What to produce:
Copy out all of the material exactly as presented.

⟨

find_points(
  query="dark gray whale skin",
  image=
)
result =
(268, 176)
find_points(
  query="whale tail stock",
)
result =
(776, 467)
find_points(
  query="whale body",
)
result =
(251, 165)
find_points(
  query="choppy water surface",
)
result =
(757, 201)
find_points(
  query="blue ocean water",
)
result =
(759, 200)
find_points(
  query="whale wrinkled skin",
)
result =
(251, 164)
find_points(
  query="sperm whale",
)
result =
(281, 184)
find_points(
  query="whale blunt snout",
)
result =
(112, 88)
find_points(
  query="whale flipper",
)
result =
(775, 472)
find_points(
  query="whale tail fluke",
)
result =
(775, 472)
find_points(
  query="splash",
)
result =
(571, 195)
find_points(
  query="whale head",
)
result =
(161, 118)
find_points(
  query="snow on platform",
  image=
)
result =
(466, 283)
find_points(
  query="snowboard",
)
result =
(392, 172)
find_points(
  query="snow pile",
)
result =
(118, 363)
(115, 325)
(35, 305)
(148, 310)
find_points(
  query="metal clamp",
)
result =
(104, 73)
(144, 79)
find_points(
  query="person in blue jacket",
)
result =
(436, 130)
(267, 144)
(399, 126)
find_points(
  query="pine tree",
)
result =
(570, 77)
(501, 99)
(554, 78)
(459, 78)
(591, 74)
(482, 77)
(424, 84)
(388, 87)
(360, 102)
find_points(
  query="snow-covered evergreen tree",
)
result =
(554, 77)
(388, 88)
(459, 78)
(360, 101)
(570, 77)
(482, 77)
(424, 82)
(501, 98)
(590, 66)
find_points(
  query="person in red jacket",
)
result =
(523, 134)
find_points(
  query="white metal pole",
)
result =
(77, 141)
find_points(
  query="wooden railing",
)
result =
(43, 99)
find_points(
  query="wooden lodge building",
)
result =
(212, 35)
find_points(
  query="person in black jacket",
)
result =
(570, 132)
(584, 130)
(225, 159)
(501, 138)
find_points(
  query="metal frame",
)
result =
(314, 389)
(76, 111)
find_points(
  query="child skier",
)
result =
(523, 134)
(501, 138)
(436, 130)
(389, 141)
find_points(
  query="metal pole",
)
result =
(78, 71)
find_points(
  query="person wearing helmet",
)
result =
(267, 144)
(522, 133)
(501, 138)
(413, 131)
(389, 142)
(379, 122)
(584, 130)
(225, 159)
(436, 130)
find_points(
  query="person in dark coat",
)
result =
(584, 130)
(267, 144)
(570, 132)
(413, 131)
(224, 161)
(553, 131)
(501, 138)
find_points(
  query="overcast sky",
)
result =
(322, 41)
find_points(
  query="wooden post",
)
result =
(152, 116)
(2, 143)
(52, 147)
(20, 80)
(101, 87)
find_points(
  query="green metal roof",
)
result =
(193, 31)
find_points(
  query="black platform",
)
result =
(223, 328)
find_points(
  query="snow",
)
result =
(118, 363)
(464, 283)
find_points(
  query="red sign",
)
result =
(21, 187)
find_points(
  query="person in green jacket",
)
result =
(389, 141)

⟩

Output for this task:
find_points(
  query="dark gray whale skin",
  image=
)
result =
(268, 176)
find_points(
  query="whale tail stock",
)
result =
(776, 467)
find_points(
  query="whale body",
)
result =
(251, 165)
find_points(
  query="choppy water surface",
)
result =
(757, 201)
find_points(
  query="blue ocean water",
)
result =
(759, 200)
find_points(
  query="whale wrinkled skin",
)
result =
(251, 164)
find_points(
  query="sperm whale",
)
result =
(281, 184)
find_points(
  query="whale blunt snout",
)
result =
(112, 88)
find_points(
  query="whale flipper",
)
result =
(775, 472)
find_points(
  query="whale tail fluke",
)
result =
(775, 472)
find_points(
  query="splash",
)
result =
(571, 195)
find_points(
  query="whale head",
)
result =
(161, 118)
find_points(
  query="snow on platform",
  image=
)
result =
(466, 283)
find_points(
  query="snowboard",
)
result =
(392, 172)
find_points(
  query="snow pile",
)
result =
(118, 363)
(115, 325)
(35, 305)
(148, 310)
find_points(
  query="metal clamp",
)
result =
(104, 73)
(144, 79)
find_points(
  query="person in blue jacket",
)
result =
(436, 130)
(267, 144)
(399, 126)
find_points(
  query="pine tree",
)
result =
(570, 77)
(501, 99)
(554, 78)
(459, 78)
(591, 74)
(482, 77)
(424, 84)
(388, 87)
(360, 102)
find_points(
  query="snow-covered evergreen tree",
)
result =
(554, 77)
(388, 88)
(459, 78)
(360, 101)
(570, 77)
(482, 77)
(424, 82)
(501, 98)
(590, 66)
find_points(
  query="person in red jacket",
)
result =
(523, 134)
find_points(
  query="white metal pole",
)
result =
(77, 141)
find_points(
  query="wooden railing",
)
result =
(43, 99)
find_points(
  query="wooden lodge building",
)
result =
(212, 35)
find_points(
  query="person in black jacket",
)
result =
(570, 132)
(584, 130)
(225, 159)
(501, 138)
find_points(
  query="metal frame",
)
result =
(314, 389)
(76, 111)
find_points(
  query="child skier",
)
result =
(523, 134)
(501, 138)
(436, 130)
(389, 141)
find_points(
  query="metal pole",
)
result =
(78, 71)
find_points(
  query="person wearing helmet",
)
result =
(267, 144)
(522, 133)
(501, 138)
(413, 131)
(389, 142)
(379, 122)
(584, 130)
(225, 159)
(436, 130)
find_points(
  query="person in dark coat",
)
result =
(584, 130)
(267, 144)
(570, 132)
(413, 131)
(224, 161)
(553, 131)
(501, 138)
find_points(
  query="overcast sky",
)
result =
(322, 41)
find_points(
  query="wooden post",
)
result =
(152, 116)
(2, 143)
(52, 147)
(20, 80)
(101, 87)
find_points(
  query="green metal roof",
)
result =
(193, 31)
find_points(
  query="black platform",
)
result =
(223, 328)
find_points(
  query="snow",
)
result =
(118, 363)
(464, 283)
find_points(
  query="red sign",
)
result =
(21, 187)
find_points(
  query="person in green jacket",
)
result =
(389, 141)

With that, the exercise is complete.